Omit the images and output every line of the data below exactly.

*** Opening of EXTRACTED ENTRIES ***

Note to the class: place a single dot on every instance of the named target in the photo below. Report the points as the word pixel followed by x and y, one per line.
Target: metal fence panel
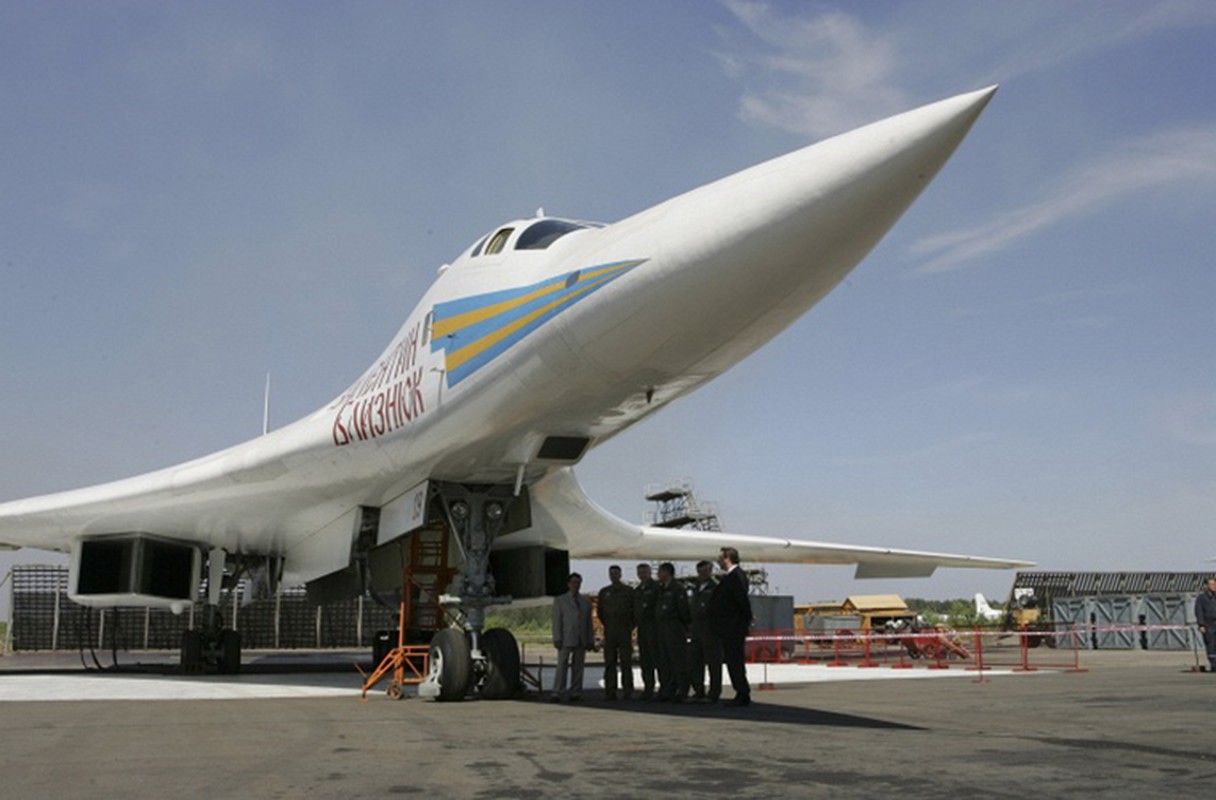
pixel 1071 618
pixel 1112 617
pixel 1169 610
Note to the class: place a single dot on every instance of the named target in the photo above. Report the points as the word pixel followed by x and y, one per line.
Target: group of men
pixel 681 635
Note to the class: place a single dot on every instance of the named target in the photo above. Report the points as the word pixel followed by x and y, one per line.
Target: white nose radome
pixel 733 263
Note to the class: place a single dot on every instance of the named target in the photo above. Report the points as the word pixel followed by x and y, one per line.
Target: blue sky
pixel 198 193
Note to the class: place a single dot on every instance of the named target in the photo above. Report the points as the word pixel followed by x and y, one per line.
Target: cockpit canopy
pixel 533 235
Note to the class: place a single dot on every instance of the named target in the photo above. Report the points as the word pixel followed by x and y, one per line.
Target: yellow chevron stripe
pixel 445 327
pixel 473 349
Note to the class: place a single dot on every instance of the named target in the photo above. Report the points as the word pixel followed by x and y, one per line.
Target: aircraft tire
pixel 501 664
pixel 451 663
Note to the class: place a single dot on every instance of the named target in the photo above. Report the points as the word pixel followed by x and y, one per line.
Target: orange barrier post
pixel 1024 646
pixel 978 652
pixel 901 642
pixel 867 662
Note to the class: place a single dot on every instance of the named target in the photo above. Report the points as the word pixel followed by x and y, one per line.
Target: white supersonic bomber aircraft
pixel 541 341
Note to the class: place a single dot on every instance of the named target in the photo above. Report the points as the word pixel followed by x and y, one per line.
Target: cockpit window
pixel 499 241
pixel 545 232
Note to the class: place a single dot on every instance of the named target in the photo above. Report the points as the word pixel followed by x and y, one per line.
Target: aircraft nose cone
pixel 735 262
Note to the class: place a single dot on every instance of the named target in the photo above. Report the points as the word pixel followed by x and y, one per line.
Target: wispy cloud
pixel 1171 158
pixel 1191 418
pixel 815 75
pixel 1065 32
pixel 827 71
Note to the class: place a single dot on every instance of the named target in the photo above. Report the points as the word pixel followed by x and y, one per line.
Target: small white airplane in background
pixel 986 612
pixel 542 339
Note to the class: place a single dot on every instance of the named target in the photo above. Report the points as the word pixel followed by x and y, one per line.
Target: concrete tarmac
pixel 1135 725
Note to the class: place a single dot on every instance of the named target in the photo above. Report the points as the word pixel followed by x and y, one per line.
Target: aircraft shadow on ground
pixel 758 711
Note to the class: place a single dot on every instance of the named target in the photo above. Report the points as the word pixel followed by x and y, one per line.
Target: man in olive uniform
pixel 671 617
pixel 707 648
pixel 646 595
pixel 1205 618
pixel 615 612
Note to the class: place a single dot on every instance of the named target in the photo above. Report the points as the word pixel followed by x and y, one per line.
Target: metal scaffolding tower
pixel 676 506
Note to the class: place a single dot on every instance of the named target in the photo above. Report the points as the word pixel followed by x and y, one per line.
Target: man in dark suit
pixel 732 615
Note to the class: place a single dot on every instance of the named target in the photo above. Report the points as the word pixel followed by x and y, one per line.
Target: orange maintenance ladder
pixel 428 573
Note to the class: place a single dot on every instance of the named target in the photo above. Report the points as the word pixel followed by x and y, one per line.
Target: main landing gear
pixel 212 647
pixel 473 659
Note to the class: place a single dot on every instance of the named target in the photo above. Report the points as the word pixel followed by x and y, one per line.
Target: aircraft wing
pixel 561 510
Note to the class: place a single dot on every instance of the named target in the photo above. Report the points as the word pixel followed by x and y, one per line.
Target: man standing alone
pixel 1205 617
pixel 732 614
pixel 707 647
pixel 646 597
pixel 671 619
pixel 615 612
pixel 572 637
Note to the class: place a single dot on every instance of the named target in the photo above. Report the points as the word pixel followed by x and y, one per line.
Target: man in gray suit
pixel 573 637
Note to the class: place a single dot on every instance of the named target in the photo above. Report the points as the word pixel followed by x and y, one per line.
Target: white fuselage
pixel 579 339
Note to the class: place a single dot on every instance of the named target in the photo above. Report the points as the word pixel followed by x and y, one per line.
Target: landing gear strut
pixel 212 647
pixel 476 659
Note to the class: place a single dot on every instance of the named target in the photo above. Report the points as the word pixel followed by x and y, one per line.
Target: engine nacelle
pixel 134 570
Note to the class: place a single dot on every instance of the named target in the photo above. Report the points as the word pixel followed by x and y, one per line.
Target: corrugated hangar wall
pixel 44 619
pixel 1119 610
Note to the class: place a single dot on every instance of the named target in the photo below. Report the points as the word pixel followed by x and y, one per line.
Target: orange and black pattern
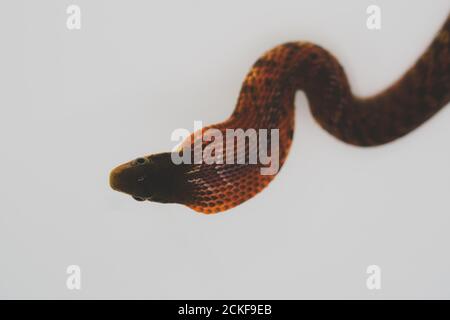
pixel 266 101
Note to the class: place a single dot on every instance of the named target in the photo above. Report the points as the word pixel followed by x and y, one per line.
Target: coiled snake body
pixel 266 101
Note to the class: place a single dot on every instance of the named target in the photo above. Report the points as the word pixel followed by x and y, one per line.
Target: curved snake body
pixel 266 101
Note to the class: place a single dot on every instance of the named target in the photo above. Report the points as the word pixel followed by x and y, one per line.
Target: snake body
pixel 266 101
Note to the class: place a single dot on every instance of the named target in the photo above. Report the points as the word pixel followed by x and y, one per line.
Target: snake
pixel 266 101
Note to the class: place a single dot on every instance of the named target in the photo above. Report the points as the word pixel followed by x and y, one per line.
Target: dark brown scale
pixel 266 101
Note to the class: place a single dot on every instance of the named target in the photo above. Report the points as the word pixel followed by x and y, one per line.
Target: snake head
pixel 154 178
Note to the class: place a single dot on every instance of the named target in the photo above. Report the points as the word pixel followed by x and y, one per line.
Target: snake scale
pixel 266 101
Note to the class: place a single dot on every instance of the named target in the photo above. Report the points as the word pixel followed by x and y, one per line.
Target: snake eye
pixel 140 161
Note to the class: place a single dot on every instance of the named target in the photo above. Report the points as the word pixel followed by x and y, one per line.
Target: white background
pixel 74 104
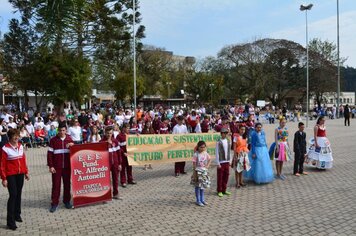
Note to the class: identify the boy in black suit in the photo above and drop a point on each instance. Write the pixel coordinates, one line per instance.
(300, 150)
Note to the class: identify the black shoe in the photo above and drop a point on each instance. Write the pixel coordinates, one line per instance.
(53, 208)
(68, 205)
(12, 227)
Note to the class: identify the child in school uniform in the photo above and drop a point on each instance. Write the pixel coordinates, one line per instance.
(200, 178)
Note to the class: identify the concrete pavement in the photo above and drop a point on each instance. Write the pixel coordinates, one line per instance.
(322, 203)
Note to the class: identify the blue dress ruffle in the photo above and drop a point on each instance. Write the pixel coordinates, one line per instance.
(261, 168)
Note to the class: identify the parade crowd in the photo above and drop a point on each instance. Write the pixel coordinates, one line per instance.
(242, 146)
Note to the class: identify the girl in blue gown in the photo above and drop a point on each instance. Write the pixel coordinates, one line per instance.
(261, 168)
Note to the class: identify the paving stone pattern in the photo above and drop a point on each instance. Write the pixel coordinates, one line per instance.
(322, 203)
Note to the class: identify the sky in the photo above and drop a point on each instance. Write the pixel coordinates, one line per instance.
(202, 28)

*** Close of EXTRACTED ENTRIES ***

• **REPLY**:
Note to the class: place a single dot on every instance of the named target in the photo below. Report the points as the word pixel followed by x and y, one per line.
Target: metal fence panel
pixel 1071 618
pixel 1112 617
pixel 1169 610
Note to the class: place a single dot on every instance of the named target in the photo above. Report the points as the word pixel followed by x and y, one per line.
Target: group of men
pixel 681 635
Note to the class: place a single dot on every instance of the named target in the photo above. Report the points as the word pixel followed by x and y, one per line.
Target: white nose radome
pixel 733 263
Note to the class: place a single dot on every instance of the named target in the photo above. Report the points as the word pixel followed by x and y, one per line.
Target: blue sky
pixel 198 193
Note to the class: place a single dot on every instance of the named target in the photo above. Report the points as the word pixel followed by x and y, one per line.
Target: cockpit canopy
pixel 533 235
Note to the class: place a single dot on every instance of the named target in the photo above. Report the points as the word pixel followed by x and y, one per line.
Target: yellow chevron stripe
pixel 445 327
pixel 473 349
Note to the class: place a single dot on every instance of the named target in the photo above. Report the points as the word pixel followed by x and y, one per line.
Target: aircraft tire
pixel 501 664
pixel 451 663
Note to the class: place a single dot on every instance of the named target in the photo above. Report the points as the word pixel followed by x and y, one per line.
Target: orange barrier post
pixel 1024 646
pixel 978 652
pixel 901 642
pixel 867 662
Note to the class: place a single dot on every instance of the named target in the photo above. Report the points as the word pixel followed by x and y, one per line.
Target: white supersonic bomber aircraft
pixel 541 341
Note to the class: place a single dot on every instance of the named target in the photo above. Report the points as the word pixel followed by x and y, one per line.
Target: cockpit window
pixel 499 241
pixel 545 232
Note to the class: place a single dot on every instance of the named target in the photo above. Report the points as the word pixel followed by x and y, one per line.
Target: aircraft nose cone
pixel 735 262
Note to the class: place a single dot on every instance of the named target in the photo above. Report the points as the word pixel followed by x and y, one per line.
Target: wispy cloud
pixel 1171 158
pixel 1191 418
pixel 815 75
pixel 1065 32
pixel 827 71
Note to the class: place a single dot on every instance of the named target in the photo above. Report the points as the word pixel followed by x and y, one per line.
Target: small white airplane in background
pixel 986 612
pixel 542 339
Note to the class: place a single dot on every instance of the named target in the photo above. Report the points as the word pixel followed by x and y, one per line.
Target: concrete tarmac
pixel 1135 725
Note to the class: place a single dot on every instance of the named target in the photo above. Report the points as the word pixel followed by x and y, one per line.
Target: aircraft shadow on ground
pixel 758 711
Note to the class: place a single dot on every instance of the named target in the photo above. Report the points as the word pixel followed by x and y, one per line.
Target: man in olive uniform
pixel 671 617
pixel 707 648
pixel 646 595
pixel 1205 618
pixel 615 612
Note to the class: place a single dot on every instance of the named target in the photo above. Report the points as the word pixel followed by x and y, one per line.
Target: metal scaffolding tower
pixel 676 506
Note to the class: place a single dot on every instance of the named target in the photo above. Report the points as the word pixel followed by x and y, one per line.
Target: man in dark suit
pixel 732 615
Note to the class: place a single dot on every instance of the named target in the photo above. Report the points as the word pixel followed by x and y, one per line.
Target: orange maintenance ladder
pixel 428 573
Note to the class: place a single dot on every instance of the named target in the photo above. Report the points as the word pixel followed by x and y, one per line.
Target: main landing gear
pixel 212 647
pixel 473 659
Note to the class: place a single dot on every instance of the named target in the photo above. Report the points as the word pixel followed by x and y, one per line.
Target: aircraft wing
pixel 561 510
Note to the class: place a single dot on every instance of the named target in the photo above. Report the points as the word pixel followed by x and y, one per line.
Target: man standing alone
pixel 1205 617
pixel 732 614
pixel 707 647
pixel 646 597
pixel 671 619
pixel 615 612
pixel 572 637
Note to the class: place a single dot on every instance of the named target in the photo above. Report the points as the word pixel followed by x and y, one per line.
Target: man in gray suit
pixel 573 637
Note to the class: place a single dot on every instance of the named target in the photo above. Report the points as the word pixel followed by x and y, one per line.
Target: white fuselage
pixel 579 339
Note to the class: place a single dot on every instance of the named target in the photo above. Report the points as the word pixel followed by x and y, one per line.
Target: landing gear strut
pixel 212 647
pixel 476 659
Note to the class: place a single dot on every instance of the named target in the photo above. Report the points as the word pixel followed by x and y, one per line.
Target: engine nacelle
pixel 134 570
Note to the class: place a single dot on every instance of the named target in the photo above. Report the points as the word pixel followed by x and y, one per line.
Target: corrugated hangar wall
pixel 44 619
pixel 1119 610
Note to the class: place a single dot on every instance of the named target in the photo below. Report the points as the word pixel followed by x and y, one per line.
Target: orange and black pattern
pixel 266 101
Note to the class: place a single dot on every instance of the named target in the photo above. Report the points as the word pixel followed by x and y, one per line.
Target: coiled snake body
pixel 266 101
Note to the class: place a single dot on every instance of the named target in the photo above. Report the points as the word pixel followed by x and y, one per line.
Target: curved snake body
pixel 266 101
Note to the class: place a single dot on every instance of the named target in the photo above. Report the points as the word pixel followed by x and y, one per line.
Target: snake body
pixel 266 101
Note to the class: place a single dot on every instance of the named target in the photo above. Report the points as the word pixel followed by x and y, one per line.
Target: snake
pixel 266 101
Note to the class: place a single dot on every instance of the named target in the photo above. Report the points as the word pixel followed by x and y, one per line.
Target: dark brown scale
pixel 266 101
Note to the class: place a single dot on every instance of the named target in the photo above. Report the points as the word pixel followed by x and y, one per line.
Target: snake head
pixel 154 178
Note to the class: place a single dot on every instance of the named target in the photo above. Report the points as the word pixel followed by x and y, one per line.
Target: snake scale
pixel 266 101
Note to the class: place a single dot on every instance of the named target in the photo above. Report the points as the word pixel followed by x and y, one per line.
Target: snake eye
pixel 140 161
Note to the class: place a single dot on every instance of the named target in the photo above. Report the points as the word pixel followed by x and y, one per line.
Target: white background
pixel 74 104
Note to the class: identify the boy in black suit in the photo above and drop a point on each instance. Write the pixel coordinates, one line per instance.
(300, 150)
Note to the class: identify the black shoe in the photo above and drop a point on each instance. Write the pixel coordinates, one line per instance.
(53, 208)
(68, 205)
(12, 227)
Note to the class: identify the child in school uniform in the photo above and drop a point on each instance. Write the pixel coordinates, one line per instance.
(200, 178)
Note to the class: identify the concrete pavement in the photo above and drop a point on each instance. Write the pixel coordinates, one line per instance.
(322, 203)
Note to the class: identify the blue dress ruffle in the photo above and drop a point on each instance. Write the pixel coordinates, one line per instance.
(261, 168)
Note to the class: identify the parade crowd in the photo above and drop a point on each instance. Write the pixel coordinates, one line per instance.
(242, 146)
Note to the class: identify the girl in blue gown in the photo above and drop a point on each instance. Write the pixel coordinates, one line per instance.
(261, 168)
Note to the class: identify the paving stone pattern in the photo above and drop a point on each instance. Write the pixel coordinates, one line per instance.
(322, 203)
Note to the class: identify the sky in the photo above and drop a point on each instance. Write the pixel coordinates, one line per instance.
(202, 28)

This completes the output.